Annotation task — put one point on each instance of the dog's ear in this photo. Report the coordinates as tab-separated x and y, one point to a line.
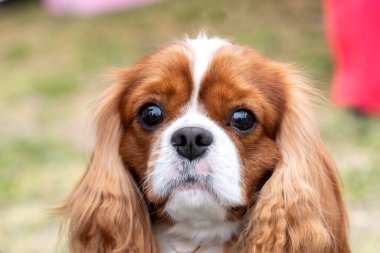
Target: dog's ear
300	208
106	212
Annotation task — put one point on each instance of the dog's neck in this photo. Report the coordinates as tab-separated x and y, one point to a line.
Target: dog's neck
197	236
200	225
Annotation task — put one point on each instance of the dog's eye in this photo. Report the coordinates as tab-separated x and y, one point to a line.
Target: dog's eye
243	120
150	116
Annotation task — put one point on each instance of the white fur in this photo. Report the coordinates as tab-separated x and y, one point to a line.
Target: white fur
202	51
199	214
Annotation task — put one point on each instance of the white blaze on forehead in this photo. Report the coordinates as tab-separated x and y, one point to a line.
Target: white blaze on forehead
202	52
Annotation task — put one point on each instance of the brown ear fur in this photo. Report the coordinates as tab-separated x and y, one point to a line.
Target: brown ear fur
300	208
105	211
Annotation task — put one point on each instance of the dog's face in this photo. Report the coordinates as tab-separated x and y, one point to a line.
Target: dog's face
200	119
205	130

====

▶ **What is needed**:
Copy out all of the data above, swapping each "photo" for "image" and changing nothing else. Leave the pictures out.

▶ **Response**:
Annotation task — put one point on each instance of the dog's ear in this image. Report the coordinates as tab-separated x and y, one point to a line.
Target: dog's ear
300	208
106	212
Annotation task — put one point on each instance of the dog's neck in this image. Report the coordinates as tab-separated x and y, one point to a line.
Target: dog's neck
197	236
200	225
Annotation task — put one point on each instance of the dog's eye in this image. Report the coordinates as tab-separated x and y, one point to a line.
Target: dog's eye
243	120
150	116
Annotation task — put one point on each instance of the white fur in this image. Report the coordinates as tab-separated x and y, one point to a line.
Target: white fur
202	51
199	214
Annotation task — put one point on each instance of the white blaze on forehead in this image. Report the coordinates as tab-separated x and y, one point to a line.
Target: white blaze on forehead
202	52
Annotation task — put one point on each instance of the brown ear fur in this image. Report the coordinates as tab-separated x and y, one point to a line.
Target: brown ear fur
300	208
105	211
Annotation task — put one point on each instance of the dog's face in this image. Report the coordinates as tab-separated x and y, one point to a line.
Target: dog's face
200	119
205	130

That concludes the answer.